> [阅读节选]:
Linux中的进程调度(二)

近期主要研究linux kernel中的进程调度算法。在2.4及2.4以前的版本中，基本上都是根据优先级来选择下一个被调入的进程。算法时间复杂度为O(n)(因为要遍历所有进程，来决定哪个被选中)。当进程数比较多时，些操作费时较大。在2.6版本刚推出时，采用著名的O(1)调度算法，每个优先级有一个单独的可运行队列，此队列又分为active和expired两个，通过指针的交换等巧妙操作，使选择下一个进程操作的时间复杂度降到了常数时间，O(1)调度算法因此得名。在2.6.23版本的内核中，又推出了CFS(complete fair scheduler)，抛弃了以前优先级和时间片是固定的简单映射方式，采用虚拟运行时间，同时用红黑树维护可运行队列。下面来具体分析其实现(代码以2.6.24为准)。先来看新创建一个进程时的动作。在do_fork()函数后，根据clone_flags复制完父进程相关资源后，将会执行wake_up_new_task(p,clone_flags),将新创建的进程加入可执行队列（这里是红黑树),然后重新进行一次调度。相关代码如下

if (!(clone_flags & CLONE_STOPPED))
wake_up_new_task(p, clone_flags);

我们顺着调用路线往下走，进入到wake_up_new_task中去。

/*
* wake_up_new_task - wake up a newly created task for the first time.
*
* This function will do some initial scheduler statistics housekeeping
* that must be done for every newly created context, then puts the task
* on the runqueue and wakes it.
*/
void fastcall wake_up_new_task(struct task_struct *p, unsigned long clone_flags)
{
unsigned long flags;
struct rq *rq;

rq = task_rq_lock(p, &flags);
BUG_ON(p->state != TASK_RUNNING);
update_rq_clock(rq);

p->prio = effective_prio(p);

if (!p->sched_class->task_new || !current->se.on_rq) {
activate_task(rq, p, 0);
} else {
/*
* Let the scheduling class do new task startup
* management (if any):
*/
p->sched_class->task_new(rq, p);
inc_nr_running(p, rq);
}
check_preempt_curr(rq, p);
task_rq_unlock(rq, &flags);
}

首先，将进程p所在的CPU的可执行队列加锁（自旋锁)，然后调用update_rq_clock(rq)，更改一些此队列的统计信息（这些信息不是针对某个进程，而是针对这整个队列），然后，通过effective_prio(p)算出进程的优先级（虽然在CFS调度器中优先级不直接与时间片进行映射，但是还是会作为权重来区分进程的重要性),此函数如下

/*
* Calculate the current priority, i.e. the priority
* taken into account by the scheduler. This value might
* be boosted by RT tasks, or might be boosted by
* interactivity modifiers. Will be RT if the task got
* RT-boosted. If not then it returns p->normal_prio.
*/
static int effective_prio(struct task_struct *p)

> [任务说明]: 请接着那篇讲Linux进程调度的文章停下的地方往下续写。

> [已保存的数据条目]:
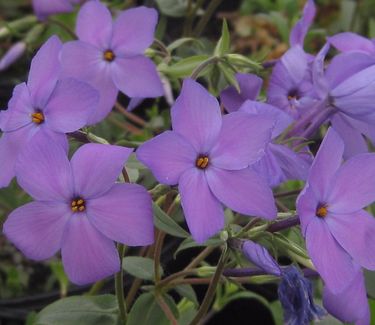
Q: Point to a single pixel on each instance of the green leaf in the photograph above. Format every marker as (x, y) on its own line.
(164, 222)
(223, 45)
(184, 67)
(82, 310)
(140, 267)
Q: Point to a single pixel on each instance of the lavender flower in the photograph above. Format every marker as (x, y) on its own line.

> [任务输出]:
{
p->normal_prio = normal_prio(p);
/*
* If we are RT tasks or we were boosted to RT priority,
* keep the priority unchanged. Otherwise, update priority
* to the normal priority:
*/
if (!rt_prio(p->prio))
return p->normal_prio;
return p->prio;
}

可见，先通过normal_prio(p)得到p的normal_prio，进入此函数

/*
* Calculate the expected normal priority: i.e. priority
* without taking RT-inheritance into account. Might be
* boosted by interactivity modifiers. Changes upon fork,
* setprio syscalls, and whenever the interactivity
* estimator recalculates.
*/
static inline int normal_prio(struct task_struct *p)
{
int prio;

if (task_has_rt_policy(p))
prio = MAX_RT_PRIO-1 - p->rt_priority;
else
prio = __normal_prio(p);
return prio;
}

这里需要区分实时进程与非实时进程，task_has_rt_policy()代码如下

static inline int rt_policy(int policy)
{
if (unlikely(policy == SCHED_FIFO) || unlikely(policy == SCHED_RR))
return 1;
return 0;
}

static inline int task_has_rt_policy(struct task_struct *p)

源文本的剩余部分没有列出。